- _DIRECTIONS FOR THIS TASK_
If the records below hold pictures, omit them, and print exactly the lines from the first line through the line containing "Target: vegetable bundle", inclusive.

(DATASET EXCERPTS begins)

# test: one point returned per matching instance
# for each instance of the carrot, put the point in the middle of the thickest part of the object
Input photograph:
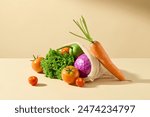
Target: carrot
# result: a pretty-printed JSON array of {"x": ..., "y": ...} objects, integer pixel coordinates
[{"x": 98, "y": 51}]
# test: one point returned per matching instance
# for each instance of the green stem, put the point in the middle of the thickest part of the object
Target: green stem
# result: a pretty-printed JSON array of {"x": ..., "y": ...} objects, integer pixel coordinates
[{"x": 84, "y": 29}]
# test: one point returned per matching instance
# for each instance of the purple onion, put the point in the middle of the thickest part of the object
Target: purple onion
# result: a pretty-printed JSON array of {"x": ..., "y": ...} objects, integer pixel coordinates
[{"x": 82, "y": 63}]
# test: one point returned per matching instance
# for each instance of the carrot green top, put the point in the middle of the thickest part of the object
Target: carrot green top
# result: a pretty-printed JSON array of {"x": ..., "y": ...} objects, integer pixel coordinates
[{"x": 83, "y": 27}]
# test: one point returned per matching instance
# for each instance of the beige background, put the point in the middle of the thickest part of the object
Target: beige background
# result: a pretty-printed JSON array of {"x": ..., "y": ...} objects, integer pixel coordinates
[{"x": 33, "y": 26}]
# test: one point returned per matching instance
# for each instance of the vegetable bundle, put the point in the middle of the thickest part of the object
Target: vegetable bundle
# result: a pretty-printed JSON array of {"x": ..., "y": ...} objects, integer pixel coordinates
[{"x": 54, "y": 63}]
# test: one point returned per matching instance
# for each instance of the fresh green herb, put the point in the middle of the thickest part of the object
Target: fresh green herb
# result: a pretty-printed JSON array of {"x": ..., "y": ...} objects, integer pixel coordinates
[
  {"x": 54, "y": 63},
  {"x": 83, "y": 27}
]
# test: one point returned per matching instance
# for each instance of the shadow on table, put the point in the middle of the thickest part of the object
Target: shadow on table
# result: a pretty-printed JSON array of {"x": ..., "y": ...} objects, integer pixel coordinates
[
  {"x": 111, "y": 80},
  {"x": 41, "y": 85}
]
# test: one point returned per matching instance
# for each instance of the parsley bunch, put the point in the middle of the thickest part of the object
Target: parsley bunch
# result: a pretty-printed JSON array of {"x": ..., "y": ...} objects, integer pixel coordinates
[{"x": 54, "y": 63}]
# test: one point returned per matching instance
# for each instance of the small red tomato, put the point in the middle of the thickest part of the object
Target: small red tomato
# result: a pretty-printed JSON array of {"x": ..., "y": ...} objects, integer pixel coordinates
[
  {"x": 36, "y": 64},
  {"x": 33, "y": 80},
  {"x": 64, "y": 50},
  {"x": 80, "y": 82}
]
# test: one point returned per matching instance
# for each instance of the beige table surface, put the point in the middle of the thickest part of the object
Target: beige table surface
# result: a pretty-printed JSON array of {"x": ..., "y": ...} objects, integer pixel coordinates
[{"x": 15, "y": 72}]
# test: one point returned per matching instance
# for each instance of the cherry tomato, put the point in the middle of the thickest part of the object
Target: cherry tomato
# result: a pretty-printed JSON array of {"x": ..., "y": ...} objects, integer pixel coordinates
[
  {"x": 36, "y": 64},
  {"x": 80, "y": 82},
  {"x": 69, "y": 74},
  {"x": 64, "y": 50},
  {"x": 33, "y": 80}
]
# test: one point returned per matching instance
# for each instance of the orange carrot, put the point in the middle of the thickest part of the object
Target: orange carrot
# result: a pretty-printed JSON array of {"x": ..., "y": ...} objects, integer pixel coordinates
[{"x": 98, "y": 51}]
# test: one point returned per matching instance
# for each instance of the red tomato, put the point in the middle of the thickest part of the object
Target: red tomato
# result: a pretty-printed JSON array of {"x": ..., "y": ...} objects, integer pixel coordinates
[
  {"x": 80, "y": 82},
  {"x": 36, "y": 64},
  {"x": 64, "y": 50},
  {"x": 69, "y": 74},
  {"x": 33, "y": 80}
]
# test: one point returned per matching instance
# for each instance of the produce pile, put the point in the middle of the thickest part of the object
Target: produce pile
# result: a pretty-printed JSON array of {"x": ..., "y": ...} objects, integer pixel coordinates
[{"x": 73, "y": 64}]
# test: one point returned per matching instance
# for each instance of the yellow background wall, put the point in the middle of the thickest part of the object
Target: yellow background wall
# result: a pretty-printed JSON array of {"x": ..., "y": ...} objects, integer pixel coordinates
[{"x": 33, "y": 26}]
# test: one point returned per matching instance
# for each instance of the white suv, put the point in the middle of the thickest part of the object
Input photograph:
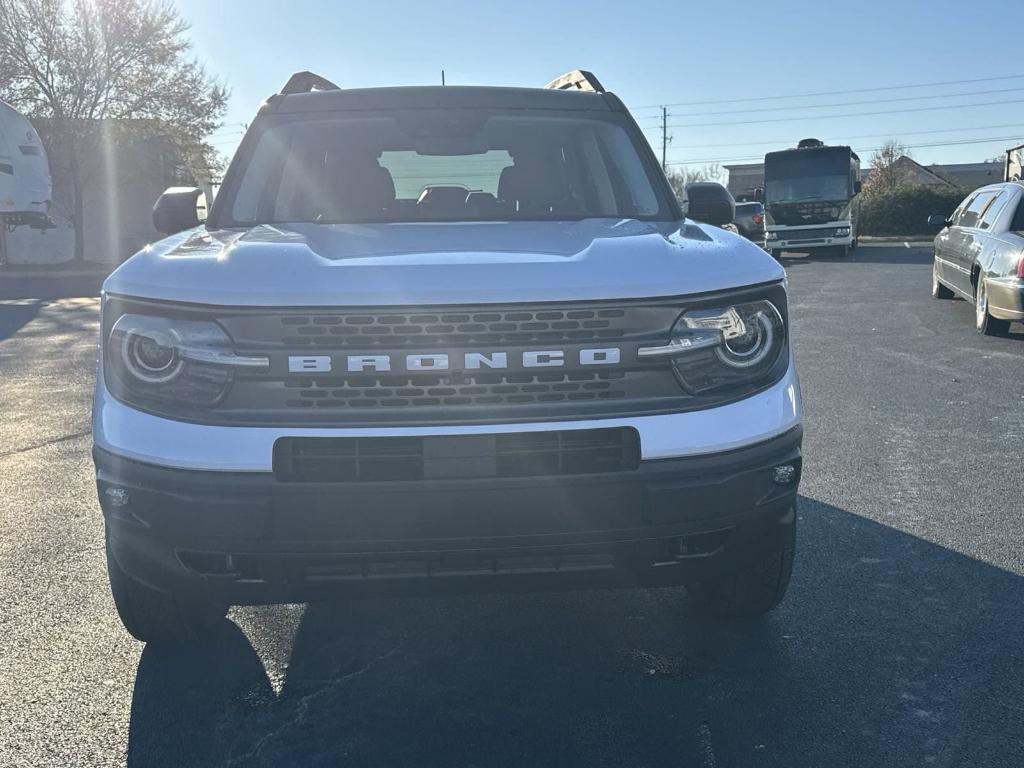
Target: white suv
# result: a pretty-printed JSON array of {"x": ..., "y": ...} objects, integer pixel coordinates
[{"x": 439, "y": 339}]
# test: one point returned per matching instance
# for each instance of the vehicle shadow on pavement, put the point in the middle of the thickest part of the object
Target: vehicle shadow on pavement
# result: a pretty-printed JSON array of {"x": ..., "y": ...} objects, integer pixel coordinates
[
  {"x": 888, "y": 650},
  {"x": 15, "y": 316}
]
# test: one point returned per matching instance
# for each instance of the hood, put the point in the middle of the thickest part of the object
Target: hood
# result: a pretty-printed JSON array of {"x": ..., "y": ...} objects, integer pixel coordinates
[{"x": 441, "y": 263}]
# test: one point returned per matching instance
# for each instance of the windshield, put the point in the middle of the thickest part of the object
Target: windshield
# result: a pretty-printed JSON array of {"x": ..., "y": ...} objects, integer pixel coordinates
[
  {"x": 809, "y": 188},
  {"x": 457, "y": 165},
  {"x": 808, "y": 175}
]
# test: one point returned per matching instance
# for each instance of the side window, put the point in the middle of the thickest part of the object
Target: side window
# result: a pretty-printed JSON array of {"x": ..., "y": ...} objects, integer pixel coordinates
[
  {"x": 971, "y": 214},
  {"x": 991, "y": 213},
  {"x": 1017, "y": 225},
  {"x": 955, "y": 215}
]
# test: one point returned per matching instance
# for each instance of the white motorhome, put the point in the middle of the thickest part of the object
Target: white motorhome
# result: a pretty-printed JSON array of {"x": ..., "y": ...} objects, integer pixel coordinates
[{"x": 25, "y": 172}]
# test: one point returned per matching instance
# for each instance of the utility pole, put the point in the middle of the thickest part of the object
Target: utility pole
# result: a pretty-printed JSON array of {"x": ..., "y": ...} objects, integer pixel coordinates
[{"x": 666, "y": 138}]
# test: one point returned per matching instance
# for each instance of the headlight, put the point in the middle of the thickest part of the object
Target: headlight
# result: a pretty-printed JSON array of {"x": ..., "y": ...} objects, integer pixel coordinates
[
  {"x": 161, "y": 360},
  {"x": 725, "y": 347}
]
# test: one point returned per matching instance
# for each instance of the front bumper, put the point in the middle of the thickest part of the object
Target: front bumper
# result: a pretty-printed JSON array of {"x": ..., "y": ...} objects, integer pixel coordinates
[
  {"x": 245, "y": 538},
  {"x": 805, "y": 241}
]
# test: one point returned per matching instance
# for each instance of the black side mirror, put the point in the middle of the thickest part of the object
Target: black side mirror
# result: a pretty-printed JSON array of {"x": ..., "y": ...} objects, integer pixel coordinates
[
  {"x": 178, "y": 209},
  {"x": 710, "y": 203}
]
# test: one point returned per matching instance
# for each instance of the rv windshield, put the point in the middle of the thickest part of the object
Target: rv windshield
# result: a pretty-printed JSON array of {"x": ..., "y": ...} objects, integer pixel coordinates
[
  {"x": 804, "y": 175},
  {"x": 424, "y": 165},
  {"x": 810, "y": 188}
]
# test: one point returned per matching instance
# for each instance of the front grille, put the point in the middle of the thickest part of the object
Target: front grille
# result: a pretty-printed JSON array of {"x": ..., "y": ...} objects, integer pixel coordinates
[
  {"x": 511, "y": 455},
  {"x": 792, "y": 236},
  {"x": 456, "y": 394},
  {"x": 477, "y": 389},
  {"x": 441, "y": 329}
]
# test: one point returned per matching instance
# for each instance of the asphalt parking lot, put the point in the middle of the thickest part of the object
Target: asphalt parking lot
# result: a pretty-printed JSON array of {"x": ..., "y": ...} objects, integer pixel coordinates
[{"x": 899, "y": 643}]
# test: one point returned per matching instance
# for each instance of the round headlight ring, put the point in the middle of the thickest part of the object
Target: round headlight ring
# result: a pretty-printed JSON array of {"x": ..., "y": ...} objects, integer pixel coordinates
[
  {"x": 764, "y": 325},
  {"x": 144, "y": 356}
]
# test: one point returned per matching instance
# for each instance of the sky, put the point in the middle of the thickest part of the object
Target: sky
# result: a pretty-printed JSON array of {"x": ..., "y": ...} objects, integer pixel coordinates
[{"x": 731, "y": 75}]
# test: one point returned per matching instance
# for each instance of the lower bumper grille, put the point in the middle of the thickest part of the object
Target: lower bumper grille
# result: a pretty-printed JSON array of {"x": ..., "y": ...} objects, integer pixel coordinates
[{"x": 514, "y": 455}]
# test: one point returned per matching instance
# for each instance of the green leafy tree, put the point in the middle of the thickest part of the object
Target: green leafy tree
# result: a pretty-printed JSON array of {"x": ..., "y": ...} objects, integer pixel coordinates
[
  {"x": 84, "y": 67},
  {"x": 885, "y": 174}
]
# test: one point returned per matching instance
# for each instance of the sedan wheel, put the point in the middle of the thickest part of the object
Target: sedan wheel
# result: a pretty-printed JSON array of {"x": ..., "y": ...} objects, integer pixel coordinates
[
  {"x": 985, "y": 323},
  {"x": 939, "y": 291}
]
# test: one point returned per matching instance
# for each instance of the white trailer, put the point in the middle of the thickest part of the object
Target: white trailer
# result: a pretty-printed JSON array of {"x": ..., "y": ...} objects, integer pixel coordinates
[{"x": 25, "y": 175}]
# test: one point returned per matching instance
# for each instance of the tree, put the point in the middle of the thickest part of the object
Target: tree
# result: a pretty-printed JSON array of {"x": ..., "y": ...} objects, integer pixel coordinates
[
  {"x": 679, "y": 178},
  {"x": 89, "y": 69},
  {"x": 885, "y": 174}
]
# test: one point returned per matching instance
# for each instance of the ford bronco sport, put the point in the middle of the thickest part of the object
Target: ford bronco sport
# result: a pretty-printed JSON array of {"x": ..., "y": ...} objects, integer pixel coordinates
[{"x": 442, "y": 338}]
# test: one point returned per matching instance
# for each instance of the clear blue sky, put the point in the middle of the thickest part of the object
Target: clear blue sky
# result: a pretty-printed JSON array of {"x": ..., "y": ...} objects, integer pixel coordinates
[{"x": 659, "y": 52}]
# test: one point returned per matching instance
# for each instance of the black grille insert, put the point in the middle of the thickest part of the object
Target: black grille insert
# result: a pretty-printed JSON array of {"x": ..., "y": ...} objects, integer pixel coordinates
[
  {"x": 512, "y": 455},
  {"x": 409, "y": 329},
  {"x": 402, "y": 390}
]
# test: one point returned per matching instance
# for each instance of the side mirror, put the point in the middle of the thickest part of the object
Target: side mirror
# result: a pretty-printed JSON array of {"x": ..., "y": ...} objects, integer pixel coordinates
[
  {"x": 178, "y": 209},
  {"x": 710, "y": 203}
]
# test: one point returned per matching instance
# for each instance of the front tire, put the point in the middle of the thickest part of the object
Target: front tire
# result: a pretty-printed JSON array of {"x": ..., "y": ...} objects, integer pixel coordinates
[
  {"x": 758, "y": 587},
  {"x": 157, "y": 617},
  {"x": 939, "y": 291},
  {"x": 985, "y": 323}
]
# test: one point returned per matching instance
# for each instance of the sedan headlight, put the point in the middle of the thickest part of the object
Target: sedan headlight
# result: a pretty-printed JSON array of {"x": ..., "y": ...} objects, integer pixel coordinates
[
  {"x": 737, "y": 346},
  {"x": 155, "y": 360}
]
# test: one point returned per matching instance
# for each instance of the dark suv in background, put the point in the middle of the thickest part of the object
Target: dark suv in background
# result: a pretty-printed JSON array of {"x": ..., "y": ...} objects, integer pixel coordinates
[{"x": 750, "y": 220}]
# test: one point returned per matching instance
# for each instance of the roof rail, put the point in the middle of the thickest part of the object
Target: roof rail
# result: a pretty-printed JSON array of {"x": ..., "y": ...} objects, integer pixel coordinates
[
  {"x": 304, "y": 82},
  {"x": 578, "y": 80}
]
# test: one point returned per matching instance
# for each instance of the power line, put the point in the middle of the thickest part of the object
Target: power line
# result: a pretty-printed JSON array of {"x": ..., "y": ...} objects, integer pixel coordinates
[
  {"x": 888, "y": 134},
  {"x": 720, "y": 161},
  {"x": 1003, "y": 102},
  {"x": 832, "y": 93},
  {"x": 854, "y": 103}
]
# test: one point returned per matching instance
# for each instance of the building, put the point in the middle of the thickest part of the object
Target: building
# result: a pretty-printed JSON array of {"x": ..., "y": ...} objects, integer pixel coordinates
[{"x": 747, "y": 178}]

(DATASET EXCERPTS ends)

- _RESPONSE TO THIS EXERCISE_
# test: one point returned per matching instance
# for each instance of the carrot, put the point in the middle of the thickest part of the object
Input photograph:
Target: carrot
# result: a pretty-printed JSON array of {"x": ..., "y": ...} objects, integer pixel coordinates
[{"x": 98, "y": 51}]
# test: one point returned per matching instance
# for each instance of the green stem, put the point in the middle of the thickest part of the object
Target: green stem
# result: a pretty-printed JSON array of {"x": ..., "y": ...} objects, integer pixel coordinates
[{"x": 84, "y": 29}]
# test: one point returned per matching instance
# for each instance of the purple onion, put the point in the middle of the thickest part of the object
Target: purple onion
# result: a pretty-printed JSON array of {"x": ..., "y": ...} objects, integer pixel coordinates
[{"x": 82, "y": 63}]
# test: one point returned per matching instance
# for each instance of the carrot green top, put the point in the middle of the thickest part of the object
Target: carrot green top
# result: a pretty-printed JSON array of {"x": ..., "y": ...} objects, integer pixel coordinates
[{"x": 83, "y": 27}]
# test: one point returned per matching instance
# for each instance of the beige background, put the point in the middle of the thickest part of the object
Target: beige background
# result: a pretty-printed JSON array of {"x": ..., "y": ...} objects, integer pixel coordinates
[{"x": 33, "y": 26}]
# test: one point returned per matching instance
# for each instance of the vegetable bundle, put the point in the middle of the thickest part of the object
Target: vegetable bundle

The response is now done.